### YOUR GOAL
Starting at the line that contains "crack in the photo above.", quote each line exactly through the last line of the entries, both included.

• • • • • • •

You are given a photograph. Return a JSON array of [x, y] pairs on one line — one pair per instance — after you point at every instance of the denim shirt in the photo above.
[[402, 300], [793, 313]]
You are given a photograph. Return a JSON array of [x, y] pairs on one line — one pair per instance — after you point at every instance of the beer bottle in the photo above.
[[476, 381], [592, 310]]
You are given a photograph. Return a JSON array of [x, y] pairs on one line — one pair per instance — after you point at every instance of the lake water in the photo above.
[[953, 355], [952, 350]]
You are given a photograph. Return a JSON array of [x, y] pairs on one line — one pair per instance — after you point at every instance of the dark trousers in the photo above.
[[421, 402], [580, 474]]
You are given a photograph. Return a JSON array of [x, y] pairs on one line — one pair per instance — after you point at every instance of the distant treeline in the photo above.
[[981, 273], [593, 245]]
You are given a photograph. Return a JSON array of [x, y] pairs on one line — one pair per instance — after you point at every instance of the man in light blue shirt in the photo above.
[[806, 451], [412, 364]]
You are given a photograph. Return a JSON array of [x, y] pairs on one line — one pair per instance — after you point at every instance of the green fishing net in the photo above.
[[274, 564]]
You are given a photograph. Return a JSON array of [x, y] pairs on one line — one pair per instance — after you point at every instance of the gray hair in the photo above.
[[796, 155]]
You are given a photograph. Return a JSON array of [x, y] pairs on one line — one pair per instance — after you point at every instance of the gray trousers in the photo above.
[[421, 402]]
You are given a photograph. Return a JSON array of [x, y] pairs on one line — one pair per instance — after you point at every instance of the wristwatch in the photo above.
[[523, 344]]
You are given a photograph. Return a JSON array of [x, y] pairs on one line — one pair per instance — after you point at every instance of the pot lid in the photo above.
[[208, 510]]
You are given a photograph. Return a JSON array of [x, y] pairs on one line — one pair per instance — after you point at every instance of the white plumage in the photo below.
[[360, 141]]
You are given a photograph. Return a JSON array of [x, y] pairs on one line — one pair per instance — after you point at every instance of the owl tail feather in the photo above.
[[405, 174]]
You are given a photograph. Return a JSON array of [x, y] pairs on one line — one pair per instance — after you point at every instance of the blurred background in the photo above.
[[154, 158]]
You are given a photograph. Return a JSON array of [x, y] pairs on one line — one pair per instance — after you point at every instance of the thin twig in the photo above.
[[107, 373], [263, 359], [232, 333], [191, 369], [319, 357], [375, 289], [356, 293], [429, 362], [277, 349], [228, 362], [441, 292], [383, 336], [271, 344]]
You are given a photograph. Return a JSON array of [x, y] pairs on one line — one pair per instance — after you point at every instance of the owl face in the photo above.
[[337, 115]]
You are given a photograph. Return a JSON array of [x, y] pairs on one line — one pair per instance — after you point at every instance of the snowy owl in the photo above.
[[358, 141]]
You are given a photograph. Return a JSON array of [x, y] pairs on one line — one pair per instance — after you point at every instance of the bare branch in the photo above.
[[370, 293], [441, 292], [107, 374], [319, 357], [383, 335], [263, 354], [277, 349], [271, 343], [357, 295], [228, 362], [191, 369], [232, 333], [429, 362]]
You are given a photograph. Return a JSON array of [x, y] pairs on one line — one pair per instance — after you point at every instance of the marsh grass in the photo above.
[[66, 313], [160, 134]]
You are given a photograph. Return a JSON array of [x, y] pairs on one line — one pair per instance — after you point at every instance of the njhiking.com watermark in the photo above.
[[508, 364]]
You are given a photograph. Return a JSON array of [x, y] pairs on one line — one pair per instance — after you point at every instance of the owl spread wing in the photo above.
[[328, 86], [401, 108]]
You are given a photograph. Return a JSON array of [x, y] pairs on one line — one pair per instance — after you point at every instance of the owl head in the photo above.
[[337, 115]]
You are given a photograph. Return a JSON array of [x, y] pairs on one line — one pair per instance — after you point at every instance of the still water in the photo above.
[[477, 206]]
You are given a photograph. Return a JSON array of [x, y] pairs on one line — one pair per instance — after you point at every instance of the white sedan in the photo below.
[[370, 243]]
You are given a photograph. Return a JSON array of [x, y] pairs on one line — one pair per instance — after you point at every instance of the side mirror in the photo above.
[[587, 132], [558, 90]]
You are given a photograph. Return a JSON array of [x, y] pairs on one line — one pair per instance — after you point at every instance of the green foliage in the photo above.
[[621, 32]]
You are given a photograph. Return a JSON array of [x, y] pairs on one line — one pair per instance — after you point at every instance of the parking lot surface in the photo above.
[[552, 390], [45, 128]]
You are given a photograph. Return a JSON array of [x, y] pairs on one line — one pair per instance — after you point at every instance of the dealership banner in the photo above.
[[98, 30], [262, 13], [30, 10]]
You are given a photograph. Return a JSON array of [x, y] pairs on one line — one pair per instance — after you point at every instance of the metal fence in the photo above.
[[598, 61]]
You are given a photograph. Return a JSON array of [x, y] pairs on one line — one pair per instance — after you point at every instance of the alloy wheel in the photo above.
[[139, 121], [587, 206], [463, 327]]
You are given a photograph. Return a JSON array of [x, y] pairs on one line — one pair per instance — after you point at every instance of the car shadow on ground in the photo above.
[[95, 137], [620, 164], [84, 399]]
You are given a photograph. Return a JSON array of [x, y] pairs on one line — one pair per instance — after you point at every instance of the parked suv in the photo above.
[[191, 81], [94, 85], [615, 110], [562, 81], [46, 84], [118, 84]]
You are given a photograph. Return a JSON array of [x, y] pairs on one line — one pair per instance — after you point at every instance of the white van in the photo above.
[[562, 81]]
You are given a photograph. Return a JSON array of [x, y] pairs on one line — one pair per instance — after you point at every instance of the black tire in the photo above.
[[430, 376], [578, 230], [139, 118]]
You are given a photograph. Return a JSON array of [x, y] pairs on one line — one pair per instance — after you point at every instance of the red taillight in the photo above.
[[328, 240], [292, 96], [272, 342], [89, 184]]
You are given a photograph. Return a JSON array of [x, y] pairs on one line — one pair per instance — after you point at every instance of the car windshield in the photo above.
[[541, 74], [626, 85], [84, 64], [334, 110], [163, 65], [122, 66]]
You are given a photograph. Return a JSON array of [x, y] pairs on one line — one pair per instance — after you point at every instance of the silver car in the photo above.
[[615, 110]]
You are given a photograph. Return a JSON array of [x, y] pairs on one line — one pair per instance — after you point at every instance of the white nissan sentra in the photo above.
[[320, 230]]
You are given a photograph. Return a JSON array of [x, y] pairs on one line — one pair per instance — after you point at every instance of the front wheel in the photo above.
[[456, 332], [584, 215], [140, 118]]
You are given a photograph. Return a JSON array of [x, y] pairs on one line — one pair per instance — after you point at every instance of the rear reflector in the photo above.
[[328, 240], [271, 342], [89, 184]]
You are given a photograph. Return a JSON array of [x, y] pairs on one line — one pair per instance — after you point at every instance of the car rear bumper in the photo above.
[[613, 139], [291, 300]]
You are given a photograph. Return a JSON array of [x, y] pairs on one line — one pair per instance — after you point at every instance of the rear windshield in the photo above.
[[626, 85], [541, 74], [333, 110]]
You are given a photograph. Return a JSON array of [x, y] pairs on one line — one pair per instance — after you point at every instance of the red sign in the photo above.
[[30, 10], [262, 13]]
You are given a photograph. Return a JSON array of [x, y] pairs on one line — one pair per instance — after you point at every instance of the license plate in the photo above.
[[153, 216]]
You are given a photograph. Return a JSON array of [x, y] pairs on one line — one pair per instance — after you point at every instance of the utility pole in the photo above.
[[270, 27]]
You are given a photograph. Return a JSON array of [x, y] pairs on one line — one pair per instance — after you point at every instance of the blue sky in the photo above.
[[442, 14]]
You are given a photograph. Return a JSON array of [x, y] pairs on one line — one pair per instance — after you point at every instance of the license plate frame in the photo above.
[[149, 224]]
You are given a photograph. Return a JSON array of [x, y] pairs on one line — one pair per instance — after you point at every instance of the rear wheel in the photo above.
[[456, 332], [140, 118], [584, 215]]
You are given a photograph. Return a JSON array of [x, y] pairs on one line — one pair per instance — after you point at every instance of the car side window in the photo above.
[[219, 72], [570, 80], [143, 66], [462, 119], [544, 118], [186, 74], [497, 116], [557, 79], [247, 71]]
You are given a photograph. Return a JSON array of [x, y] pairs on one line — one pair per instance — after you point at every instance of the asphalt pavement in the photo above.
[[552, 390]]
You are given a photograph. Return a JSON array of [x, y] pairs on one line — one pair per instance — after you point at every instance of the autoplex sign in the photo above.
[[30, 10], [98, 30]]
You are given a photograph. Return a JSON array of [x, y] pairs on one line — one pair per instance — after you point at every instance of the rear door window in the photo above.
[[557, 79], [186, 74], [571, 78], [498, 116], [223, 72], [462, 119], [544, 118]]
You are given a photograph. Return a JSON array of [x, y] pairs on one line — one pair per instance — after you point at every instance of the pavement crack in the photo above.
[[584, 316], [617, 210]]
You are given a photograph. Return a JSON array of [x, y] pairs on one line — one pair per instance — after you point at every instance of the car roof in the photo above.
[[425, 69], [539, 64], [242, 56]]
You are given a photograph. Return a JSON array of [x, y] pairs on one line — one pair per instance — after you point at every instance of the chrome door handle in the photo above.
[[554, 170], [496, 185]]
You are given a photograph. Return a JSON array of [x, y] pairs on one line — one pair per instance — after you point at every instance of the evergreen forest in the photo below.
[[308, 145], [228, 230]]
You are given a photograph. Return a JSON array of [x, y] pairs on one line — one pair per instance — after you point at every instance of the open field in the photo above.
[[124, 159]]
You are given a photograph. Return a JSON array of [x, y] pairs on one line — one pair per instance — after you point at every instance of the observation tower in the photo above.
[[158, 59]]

• • • • • • •

### EXPECTED OUTPUT
You are given a photograph. Return a JSON array of [x, y] pairs on one line — one pair per instance — after you point at every instance of the pavement crack in the photo above.
[[584, 316], [617, 210]]
You are given a photograph. Return a JSON array of [x, y] pairs on one line — one pair per instance — after you point at every instance of the car roof in the photo above.
[[425, 69], [539, 64], [242, 56]]
You are given a photograph. Return a JSON array of [x, y] pairs on one line — one pair per instance — after you point at every instance of the chrome door handle in the photo above.
[[554, 170], [496, 185]]
You are given a photograph. Return a JSON array of [x, y] pairs on one line — one pair per instance — after you point at every instance of the evergreen forest in the photo below.
[[308, 145], [228, 230]]
You are given a photograph. Return a JSON array of [x, y] pairs on one line — one pair per instance — after you point at every instance of the open field in the photo above.
[[124, 159]]
You are given a photograph. Return a JSON array of [x, y] pairs on one line — one pair per instance — after you point at every instance of the observation tower in the photo above.
[[158, 59]]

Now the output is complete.